[Part of a data file]

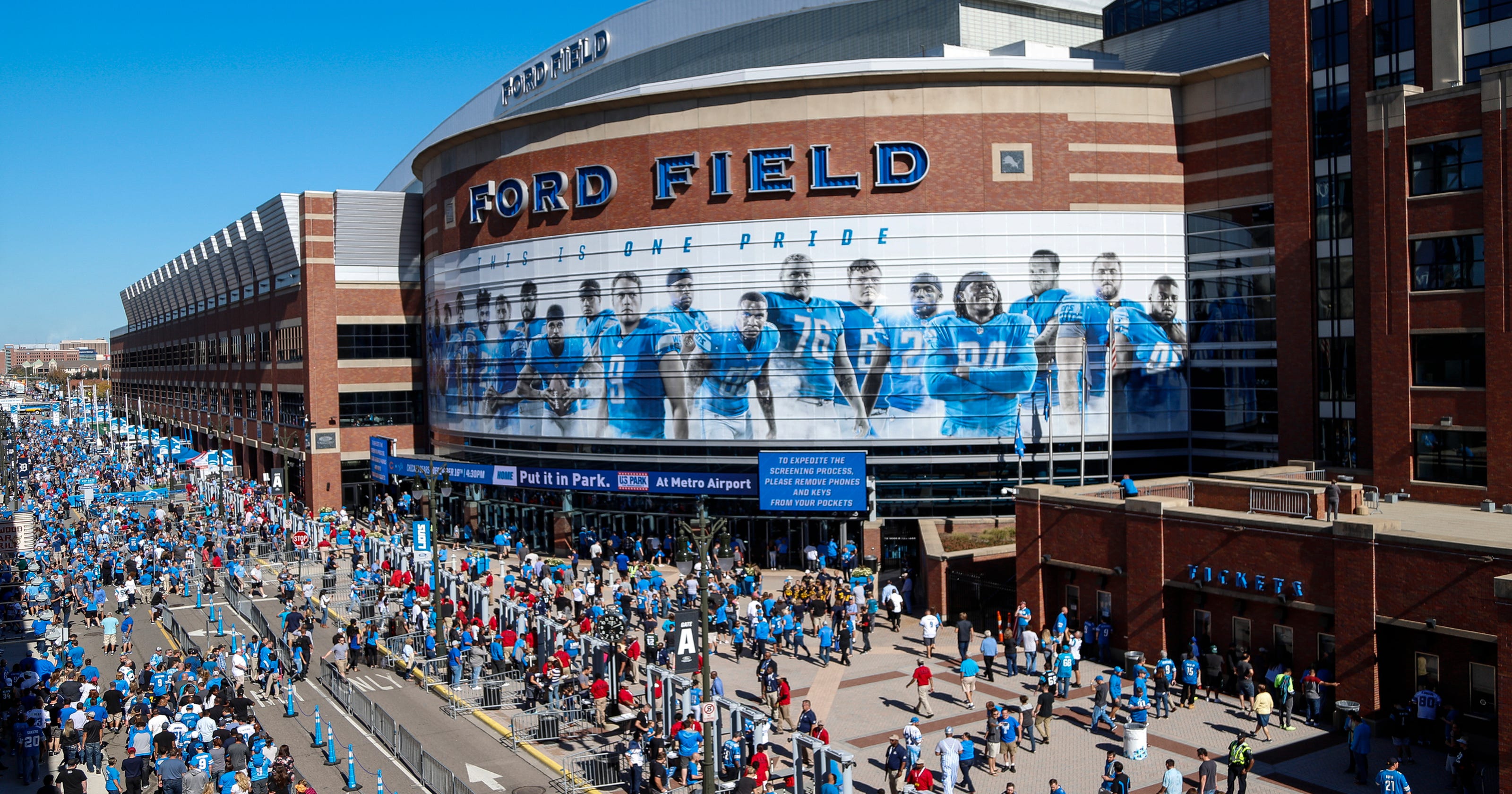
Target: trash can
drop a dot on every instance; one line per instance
(1136, 742)
(1342, 711)
(548, 728)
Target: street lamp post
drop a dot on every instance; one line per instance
(705, 535)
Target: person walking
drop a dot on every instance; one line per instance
(1044, 710)
(1358, 748)
(929, 628)
(989, 651)
(1171, 783)
(1263, 707)
(1242, 758)
(924, 680)
(964, 634)
(1392, 781)
(894, 761)
(1100, 705)
(968, 680)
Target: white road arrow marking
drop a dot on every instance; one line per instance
(484, 777)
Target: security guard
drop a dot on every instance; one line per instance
(1240, 761)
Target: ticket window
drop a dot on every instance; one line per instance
(1426, 669)
(1239, 633)
(1482, 689)
(1283, 643)
(1203, 627)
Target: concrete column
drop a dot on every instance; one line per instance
(1029, 537)
(1358, 672)
(1145, 580)
(1502, 587)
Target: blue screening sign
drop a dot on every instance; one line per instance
(814, 482)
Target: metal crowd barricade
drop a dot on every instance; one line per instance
(536, 725)
(749, 726)
(820, 760)
(677, 698)
(595, 769)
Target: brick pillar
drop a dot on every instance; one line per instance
(1358, 672)
(1145, 578)
(1502, 587)
(323, 463)
(871, 541)
(1496, 85)
(1030, 542)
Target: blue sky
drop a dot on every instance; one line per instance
(130, 132)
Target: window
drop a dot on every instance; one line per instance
(1239, 633)
(291, 409)
(291, 344)
(1334, 206)
(1449, 262)
(1482, 689)
(1337, 368)
(1444, 165)
(1325, 652)
(1331, 35)
(1449, 361)
(1281, 639)
(1451, 456)
(1425, 671)
(1395, 42)
(377, 341)
(1493, 46)
(1331, 120)
(372, 409)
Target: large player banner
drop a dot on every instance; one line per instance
(914, 327)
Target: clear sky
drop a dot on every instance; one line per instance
(132, 130)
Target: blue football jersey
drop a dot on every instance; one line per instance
(808, 335)
(550, 367)
(590, 329)
(732, 367)
(1041, 309)
(633, 374)
(864, 333)
(501, 361)
(1159, 382)
(1002, 357)
(1094, 315)
(693, 319)
(906, 367)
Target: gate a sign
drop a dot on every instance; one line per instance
(686, 648)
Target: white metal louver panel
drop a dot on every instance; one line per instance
(280, 217)
(374, 241)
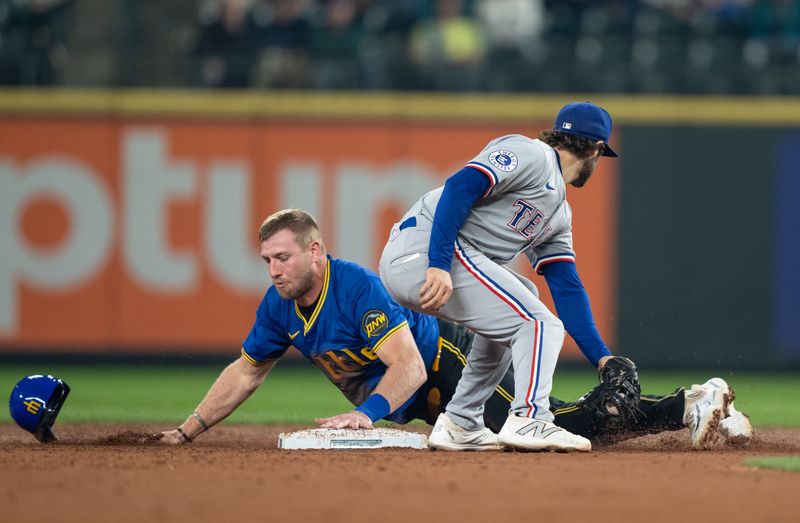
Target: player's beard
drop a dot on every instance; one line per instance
(299, 287)
(587, 168)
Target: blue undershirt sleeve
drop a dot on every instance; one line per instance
(459, 195)
(572, 304)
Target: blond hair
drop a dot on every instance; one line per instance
(300, 223)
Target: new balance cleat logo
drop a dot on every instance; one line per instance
(538, 428)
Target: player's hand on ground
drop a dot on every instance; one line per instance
(170, 437)
(348, 420)
(436, 290)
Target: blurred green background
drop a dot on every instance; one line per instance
(295, 393)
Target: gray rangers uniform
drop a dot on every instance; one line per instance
(523, 210)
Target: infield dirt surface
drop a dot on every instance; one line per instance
(102, 472)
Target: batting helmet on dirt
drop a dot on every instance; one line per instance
(35, 402)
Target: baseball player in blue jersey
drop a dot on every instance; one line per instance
(390, 362)
(448, 256)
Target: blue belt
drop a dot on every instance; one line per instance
(408, 222)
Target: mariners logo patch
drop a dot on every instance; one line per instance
(374, 322)
(504, 160)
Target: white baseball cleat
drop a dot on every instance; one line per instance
(446, 435)
(522, 433)
(736, 428)
(705, 406)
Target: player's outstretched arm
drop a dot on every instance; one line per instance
(405, 374)
(234, 385)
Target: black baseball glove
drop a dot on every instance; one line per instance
(615, 401)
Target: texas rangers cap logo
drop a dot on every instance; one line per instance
(504, 160)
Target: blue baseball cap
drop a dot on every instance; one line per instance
(588, 120)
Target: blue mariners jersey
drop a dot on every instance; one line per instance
(353, 318)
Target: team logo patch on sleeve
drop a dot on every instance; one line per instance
(375, 322)
(504, 160)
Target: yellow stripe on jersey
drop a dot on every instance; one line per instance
(455, 350)
(388, 335)
(355, 358)
(250, 359)
(323, 294)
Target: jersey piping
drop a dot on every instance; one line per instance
(323, 294)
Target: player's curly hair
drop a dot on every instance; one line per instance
(300, 223)
(580, 146)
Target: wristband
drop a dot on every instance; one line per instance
(200, 420)
(376, 407)
(186, 438)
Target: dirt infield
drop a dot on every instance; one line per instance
(236, 473)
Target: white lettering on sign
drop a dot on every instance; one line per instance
(151, 181)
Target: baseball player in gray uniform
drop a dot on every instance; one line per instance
(448, 257)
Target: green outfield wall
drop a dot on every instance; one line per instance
(688, 244)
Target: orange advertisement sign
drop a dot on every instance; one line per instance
(133, 235)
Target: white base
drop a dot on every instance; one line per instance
(351, 439)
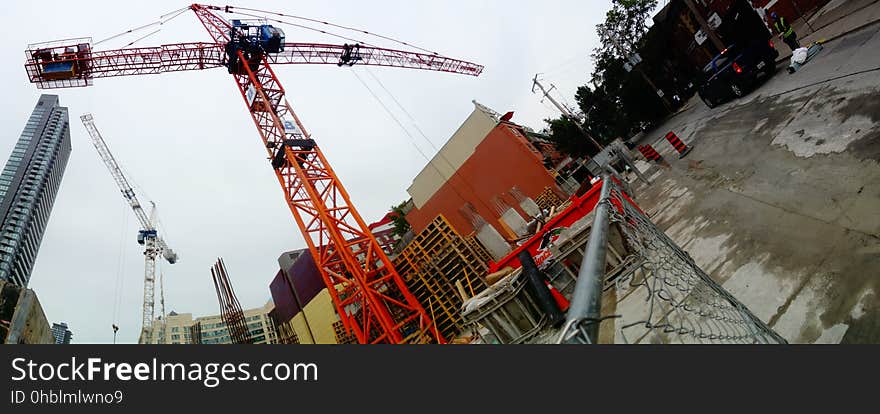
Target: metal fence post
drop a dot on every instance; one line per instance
(586, 302)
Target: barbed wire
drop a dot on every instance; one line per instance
(662, 294)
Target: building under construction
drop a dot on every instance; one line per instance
(483, 181)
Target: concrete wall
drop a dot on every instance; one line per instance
(28, 323)
(503, 160)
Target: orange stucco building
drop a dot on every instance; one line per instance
(485, 170)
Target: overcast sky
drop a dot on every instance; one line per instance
(188, 142)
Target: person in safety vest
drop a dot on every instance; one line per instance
(785, 31)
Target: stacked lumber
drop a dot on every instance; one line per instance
(548, 199)
(433, 263)
(341, 336)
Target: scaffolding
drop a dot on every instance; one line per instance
(432, 264)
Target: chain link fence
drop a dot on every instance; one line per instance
(656, 293)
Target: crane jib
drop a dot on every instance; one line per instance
(370, 296)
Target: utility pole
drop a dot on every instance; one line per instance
(565, 112)
(705, 26)
(625, 54)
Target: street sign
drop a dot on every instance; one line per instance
(635, 59)
(700, 37)
(714, 21)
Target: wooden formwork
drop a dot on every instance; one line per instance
(433, 263)
(342, 337)
(548, 199)
(478, 248)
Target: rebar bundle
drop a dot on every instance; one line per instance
(230, 309)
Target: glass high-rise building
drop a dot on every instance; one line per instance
(28, 186)
(61, 333)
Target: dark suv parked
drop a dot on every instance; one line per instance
(736, 70)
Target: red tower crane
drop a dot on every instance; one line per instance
(368, 293)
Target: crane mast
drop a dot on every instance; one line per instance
(370, 297)
(154, 246)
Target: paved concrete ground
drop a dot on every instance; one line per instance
(779, 201)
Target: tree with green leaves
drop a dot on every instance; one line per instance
(398, 219)
(615, 105)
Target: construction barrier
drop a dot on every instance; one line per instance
(678, 144)
(650, 153)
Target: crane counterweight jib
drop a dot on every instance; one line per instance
(56, 65)
(370, 296)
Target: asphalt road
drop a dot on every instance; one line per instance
(779, 201)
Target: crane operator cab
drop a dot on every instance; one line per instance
(351, 54)
(253, 41)
(145, 234)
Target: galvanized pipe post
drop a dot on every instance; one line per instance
(586, 302)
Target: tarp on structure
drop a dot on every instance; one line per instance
(293, 288)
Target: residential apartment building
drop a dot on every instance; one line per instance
(28, 186)
(182, 328)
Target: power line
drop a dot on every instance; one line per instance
(412, 141)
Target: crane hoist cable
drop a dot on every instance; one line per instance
(232, 8)
(162, 20)
(413, 142)
(437, 151)
(120, 265)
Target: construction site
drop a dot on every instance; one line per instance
(751, 222)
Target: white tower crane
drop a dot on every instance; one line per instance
(148, 235)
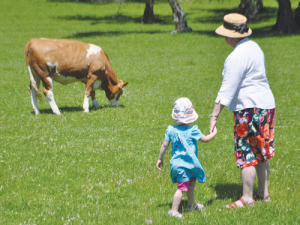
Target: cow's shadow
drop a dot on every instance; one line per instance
(68, 109)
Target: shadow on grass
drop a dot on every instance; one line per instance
(228, 191)
(184, 205)
(76, 109)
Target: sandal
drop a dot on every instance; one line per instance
(234, 205)
(175, 214)
(265, 199)
(196, 206)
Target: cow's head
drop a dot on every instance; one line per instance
(114, 92)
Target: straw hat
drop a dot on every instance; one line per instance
(183, 111)
(234, 26)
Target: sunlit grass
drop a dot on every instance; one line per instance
(99, 167)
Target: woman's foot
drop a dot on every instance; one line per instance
(239, 204)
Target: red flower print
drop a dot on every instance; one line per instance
(242, 129)
(262, 118)
(271, 137)
(260, 142)
(265, 130)
(253, 149)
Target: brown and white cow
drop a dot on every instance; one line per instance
(68, 61)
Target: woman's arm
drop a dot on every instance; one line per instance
(213, 118)
(163, 149)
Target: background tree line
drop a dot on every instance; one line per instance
(288, 22)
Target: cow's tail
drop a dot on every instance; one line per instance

**GIVEN TASK**
Can you return, unchanged and with both end lines included, the part of the records that opens with the line containing "Target: metal crowd barricade" and closes with the line containing "(1030, 542)"?

**WORKED ANSWER**
Target: metal crowd barricade
drop a dot on every instance; one line per instance
(536, 725)
(749, 726)
(820, 760)
(677, 698)
(595, 769)
Target: brick pillar
drop a dot on every instance; one line per instance
(1358, 672)
(1145, 578)
(1502, 587)
(323, 463)
(871, 541)
(1496, 85)
(1030, 542)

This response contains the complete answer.